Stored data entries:
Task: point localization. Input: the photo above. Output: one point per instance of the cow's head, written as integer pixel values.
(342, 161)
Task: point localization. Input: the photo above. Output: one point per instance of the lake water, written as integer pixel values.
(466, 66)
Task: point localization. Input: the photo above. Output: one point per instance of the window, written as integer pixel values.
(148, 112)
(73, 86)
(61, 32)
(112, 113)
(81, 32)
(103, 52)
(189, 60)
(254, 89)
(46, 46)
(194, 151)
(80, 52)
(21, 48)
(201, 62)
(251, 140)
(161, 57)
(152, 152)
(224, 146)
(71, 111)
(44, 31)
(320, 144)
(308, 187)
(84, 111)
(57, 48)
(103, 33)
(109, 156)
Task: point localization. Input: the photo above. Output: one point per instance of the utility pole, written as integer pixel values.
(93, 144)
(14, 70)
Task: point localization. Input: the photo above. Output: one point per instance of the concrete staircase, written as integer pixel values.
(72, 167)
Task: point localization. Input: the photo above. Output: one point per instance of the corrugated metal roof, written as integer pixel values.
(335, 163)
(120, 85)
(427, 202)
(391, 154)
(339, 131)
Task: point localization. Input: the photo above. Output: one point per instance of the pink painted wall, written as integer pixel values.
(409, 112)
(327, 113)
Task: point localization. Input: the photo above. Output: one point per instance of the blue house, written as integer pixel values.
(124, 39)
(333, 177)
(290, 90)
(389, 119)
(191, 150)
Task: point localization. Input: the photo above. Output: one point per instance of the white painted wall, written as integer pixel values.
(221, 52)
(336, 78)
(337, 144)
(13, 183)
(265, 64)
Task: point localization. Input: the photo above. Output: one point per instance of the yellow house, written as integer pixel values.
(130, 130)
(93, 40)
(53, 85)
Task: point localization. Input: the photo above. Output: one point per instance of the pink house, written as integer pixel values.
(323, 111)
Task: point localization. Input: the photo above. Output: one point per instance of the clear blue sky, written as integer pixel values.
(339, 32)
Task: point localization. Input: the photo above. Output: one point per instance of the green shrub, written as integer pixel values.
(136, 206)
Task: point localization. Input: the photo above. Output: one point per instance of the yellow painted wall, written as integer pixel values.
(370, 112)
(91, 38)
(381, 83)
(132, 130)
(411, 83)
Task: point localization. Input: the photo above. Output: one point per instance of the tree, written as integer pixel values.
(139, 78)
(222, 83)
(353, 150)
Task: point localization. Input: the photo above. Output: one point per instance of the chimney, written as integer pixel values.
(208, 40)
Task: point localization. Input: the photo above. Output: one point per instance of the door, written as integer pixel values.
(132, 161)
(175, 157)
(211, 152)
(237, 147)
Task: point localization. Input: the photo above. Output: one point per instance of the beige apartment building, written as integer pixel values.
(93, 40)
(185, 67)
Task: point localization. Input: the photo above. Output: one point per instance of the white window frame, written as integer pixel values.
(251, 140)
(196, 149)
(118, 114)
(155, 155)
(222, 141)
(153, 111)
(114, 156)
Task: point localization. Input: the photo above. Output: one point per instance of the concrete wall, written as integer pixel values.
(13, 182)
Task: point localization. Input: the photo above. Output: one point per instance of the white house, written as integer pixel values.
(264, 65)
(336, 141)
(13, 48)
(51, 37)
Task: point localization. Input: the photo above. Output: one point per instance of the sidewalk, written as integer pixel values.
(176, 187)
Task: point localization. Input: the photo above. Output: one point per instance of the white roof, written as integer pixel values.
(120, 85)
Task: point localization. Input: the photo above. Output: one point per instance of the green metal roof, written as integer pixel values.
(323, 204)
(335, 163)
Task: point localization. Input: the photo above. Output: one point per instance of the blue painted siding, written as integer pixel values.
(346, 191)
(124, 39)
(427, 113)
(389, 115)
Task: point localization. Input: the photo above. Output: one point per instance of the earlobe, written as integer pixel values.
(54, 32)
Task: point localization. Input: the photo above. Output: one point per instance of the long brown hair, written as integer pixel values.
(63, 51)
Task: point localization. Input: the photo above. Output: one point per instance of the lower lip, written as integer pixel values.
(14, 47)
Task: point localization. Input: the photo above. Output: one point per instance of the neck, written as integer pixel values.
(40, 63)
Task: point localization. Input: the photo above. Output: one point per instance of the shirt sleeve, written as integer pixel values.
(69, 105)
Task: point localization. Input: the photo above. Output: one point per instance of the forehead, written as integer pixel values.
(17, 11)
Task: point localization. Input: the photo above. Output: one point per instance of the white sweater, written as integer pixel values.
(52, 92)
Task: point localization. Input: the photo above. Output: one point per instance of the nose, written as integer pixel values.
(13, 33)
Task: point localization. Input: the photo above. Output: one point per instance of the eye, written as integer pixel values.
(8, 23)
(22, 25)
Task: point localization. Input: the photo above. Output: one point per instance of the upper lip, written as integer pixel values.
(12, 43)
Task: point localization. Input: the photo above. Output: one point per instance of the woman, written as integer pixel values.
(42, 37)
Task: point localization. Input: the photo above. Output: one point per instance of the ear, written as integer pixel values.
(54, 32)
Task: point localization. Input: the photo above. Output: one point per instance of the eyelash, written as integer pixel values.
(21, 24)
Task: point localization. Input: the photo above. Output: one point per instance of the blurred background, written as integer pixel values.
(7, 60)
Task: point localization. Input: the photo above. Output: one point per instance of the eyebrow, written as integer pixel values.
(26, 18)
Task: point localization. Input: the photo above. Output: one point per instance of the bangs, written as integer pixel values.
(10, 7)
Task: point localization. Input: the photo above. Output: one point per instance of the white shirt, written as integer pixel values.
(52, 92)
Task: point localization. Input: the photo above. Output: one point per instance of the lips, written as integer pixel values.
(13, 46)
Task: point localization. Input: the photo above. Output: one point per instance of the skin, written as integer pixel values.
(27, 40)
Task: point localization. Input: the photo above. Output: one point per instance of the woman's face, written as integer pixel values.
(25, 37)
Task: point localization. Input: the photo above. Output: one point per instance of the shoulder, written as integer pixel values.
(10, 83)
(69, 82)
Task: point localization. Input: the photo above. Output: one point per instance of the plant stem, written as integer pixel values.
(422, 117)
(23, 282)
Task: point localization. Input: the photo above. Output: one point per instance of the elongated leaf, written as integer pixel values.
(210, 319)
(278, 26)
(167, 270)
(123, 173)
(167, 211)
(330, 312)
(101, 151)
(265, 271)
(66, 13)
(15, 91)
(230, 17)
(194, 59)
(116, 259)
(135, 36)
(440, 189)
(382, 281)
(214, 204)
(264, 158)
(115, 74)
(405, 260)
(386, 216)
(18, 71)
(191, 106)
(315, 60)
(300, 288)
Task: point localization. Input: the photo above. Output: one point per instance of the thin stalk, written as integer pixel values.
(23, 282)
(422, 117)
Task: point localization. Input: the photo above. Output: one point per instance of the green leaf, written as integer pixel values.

> [Stated goal]
Quote every entry exactly.

> [Task response]
Task: point localization. Input: the photo above. Output: one point per instance of the cow's head, written as integer pixel values.
(342, 161)
Task: point localization. Input: the photo above. Output: one point per instance of the lake water, written as integer pixel values.
(466, 66)
Task: point localization. Input: the photo above. Output: one point per instance of the window, written as integer pixel values.
(148, 112)
(73, 86)
(61, 32)
(112, 113)
(81, 32)
(103, 52)
(189, 60)
(254, 89)
(46, 46)
(194, 151)
(80, 52)
(21, 48)
(201, 62)
(251, 140)
(161, 57)
(152, 152)
(224, 146)
(71, 111)
(44, 31)
(320, 144)
(308, 187)
(84, 111)
(57, 48)
(103, 33)
(109, 156)
Task: point localization. Input: the photo above. Output: one point per instance of the utility pole, written as integer pixel values.
(93, 144)
(14, 70)
Task: point localization. Input: the photo above. Output: one point per instance of the concrete staircase, written as integer pixel values.
(72, 167)
Task: point localization. Input: the photo above. Output: one point per instance of the corrugated metal roof, written as integer pixel values.
(335, 163)
(120, 85)
(427, 202)
(391, 154)
(339, 131)
Task: point localization. Input: the photo above. Output: one point per instance of the pink painted wall, written as integer pixel values.
(409, 112)
(327, 113)
Task: point localization. Input: the photo above. Output: one point per instance of the blue house, written as integer pixel values.
(124, 39)
(333, 177)
(290, 90)
(389, 119)
(191, 150)
Task: point localization. Input: the photo above. Output: one point per instance of the white painted wall, written as integer pixel values.
(221, 52)
(336, 78)
(337, 144)
(13, 183)
(265, 64)
Task: point localization. Input: the photo above. Output: one point per instance of the yellow house, written as integer pixel values.
(130, 130)
(93, 40)
(53, 85)
Task: point localization. Input: the photo above. Output: one point per instance of the pink house, written as integer pixel values.
(323, 111)
Task: point localization. Input: the photo above. Output: one point per instance of the clear blue sky, written as integer pixel values.
(339, 32)
Task: point localization. Input: the photo above. Output: one point per instance of the green shrub, written as integer pixel values.
(136, 206)
Task: point localization. Input: the photo above. Output: one point per instance of the yellow painted wall, written as integer pixel values.
(370, 112)
(91, 38)
(381, 83)
(132, 130)
(411, 83)
Task: point localization. Input: the photo above. Output: one point per instance of the tree, written as integer pixel values.
(139, 78)
(222, 83)
(353, 150)
Task: point localization. Input: the photo above. Output: one point per instance of the chimney, written as integer pixel values.
(208, 40)
Task: point localization. Input: the photo above. Output: one point per instance of the door, written as integer pixel values.
(132, 161)
(175, 157)
(211, 152)
(237, 147)
Task: point localization. Input: the photo above. Output: one point per instance of the beige apartment building, written as integer pixel values.
(93, 40)
(185, 67)
Task: point localization. Input: the photo above. Output: one point per instance of the white window frame, written as integer pixel values.
(251, 140)
(196, 149)
(118, 114)
(155, 155)
(222, 141)
(153, 111)
(114, 156)
Task: point localization. Input: the photo above. Output: one point per instance of the concrete wall, written as integer pixel values.
(13, 182)
Task: point localization. Input: the photo above. Output: one point per instance of the white house, written as integer pixel values.
(264, 65)
(336, 141)
(13, 48)
(51, 37)
Task: point localization. Input: the photo above. Output: one point per instance of the sidewalk, written as integer pixel values.
(176, 187)
Task: point localization. Input: the photo above. Output: one point per instance of the white roof, written as integer pixel values.
(120, 85)
Task: point localization. Input: the photo above. Output: one point per instance of the green metal roof, written as integer pixel values.
(323, 204)
(335, 163)
Task: point localization. Input: the photo above. Output: one point per instance of the blue painted siding, written as integer pixel values.
(346, 191)
(124, 39)
(427, 113)
(389, 115)
Task: point localization. Input: the photo above. Output: one point per instance of the earlobe, written as integer pixel values.
(54, 32)
Task: point localization. Input: the photo above. Output: one point per instance of the long brown hair, written as integer pixel values.
(63, 51)
Task: point localization. Input: the photo above. Output: one point per instance of the lower lip, written as integer pixel values.
(14, 47)
Task: point localization. Input: the photo above. Output: one point per instance of the neck, written as integer pixel values.
(40, 63)
Task: point localization. Input: the photo above. Output: one point per instance of the shirt sleeve, written as integer pixel values.
(69, 105)
Task: point localization. Input: the photo above. Output: one point per instance of the forehead, written as integer pixel values.
(17, 11)
Task: point localization. Input: the photo above. Output: one point per instance of the white sweater, written as integer pixel values.
(52, 92)
Task: point localization. Input: the photo above. Output: one point per instance of the nose, written as integer pixel values.
(13, 33)
Task: point localization. Input: the photo above. Output: one point per instance of the eye, written as integer pixel values.
(8, 23)
(22, 25)
Task: point localization. Input: the photo above. Output: one point per instance of the upper lip, written as integer pixel values.
(12, 43)
Task: point localization. Input: the photo above. Output: one point per instance of the woman, written as integer pixel values.
(42, 37)
Task: point localization. Input: the photo above. Output: one point per instance of the ear, written as integer pixel values.
(54, 32)
Task: point localization. Input: the photo above. Output: one point per instance of the eyelash, written as integer pixel values.
(21, 24)
Task: point localization. Input: the photo above. Output: one point per instance of the blurred background, written as integer pixel values.
(7, 60)
Task: point localization. Input: the photo above. Output: one point per instance of the eyebrow, written as integer pixel values.
(26, 18)
Task: point localization. Input: the photo above. Output: one point per instance of the bangs, written as integer pixel values.
(10, 7)
Task: point localization. Input: the photo above. Output: one point per instance of the white shirt, written as integer pixel values.
(52, 92)
Task: point localization. Input: the photo above. Output: one point per instance of the lips, written as integer pixel values.
(13, 46)
Task: point localization. Input: the photo above. Output: one point per instance of the skin, written as integer pixel values.
(27, 40)
Task: point localization. Input: the photo above. Output: one point per instance of the woman's face, written as integer pixel values.
(25, 37)
Task: point localization. Input: the photo above. Output: one point per instance of the shoulder, written as integer pixel values.
(10, 83)
(69, 82)
Task: point localization. Input: the photo above. Output: one point per instance of the plant stem, written as integer pixel values.
(422, 117)
(23, 282)
Task: point localization. Input: the photo above. Output: one point per instance of the elongated leaf, written as integer pixel values.
(210, 319)
(278, 26)
(167, 270)
(123, 173)
(167, 211)
(330, 312)
(101, 151)
(265, 271)
(66, 13)
(15, 91)
(230, 17)
(194, 59)
(116, 259)
(135, 36)
(440, 189)
(382, 281)
(214, 204)
(264, 158)
(115, 74)
(405, 260)
(386, 216)
(18, 71)
(191, 106)
(315, 60)
(300, 288)
Task: point localization. Input: the photo above. Output: one point per instance of the thin stalk, written as integer pixel values.
(23, 282)
(422, 117)
Task: point localization. Input: the photo above. Output: one point per instance of the green leaf, written as integer pixel values.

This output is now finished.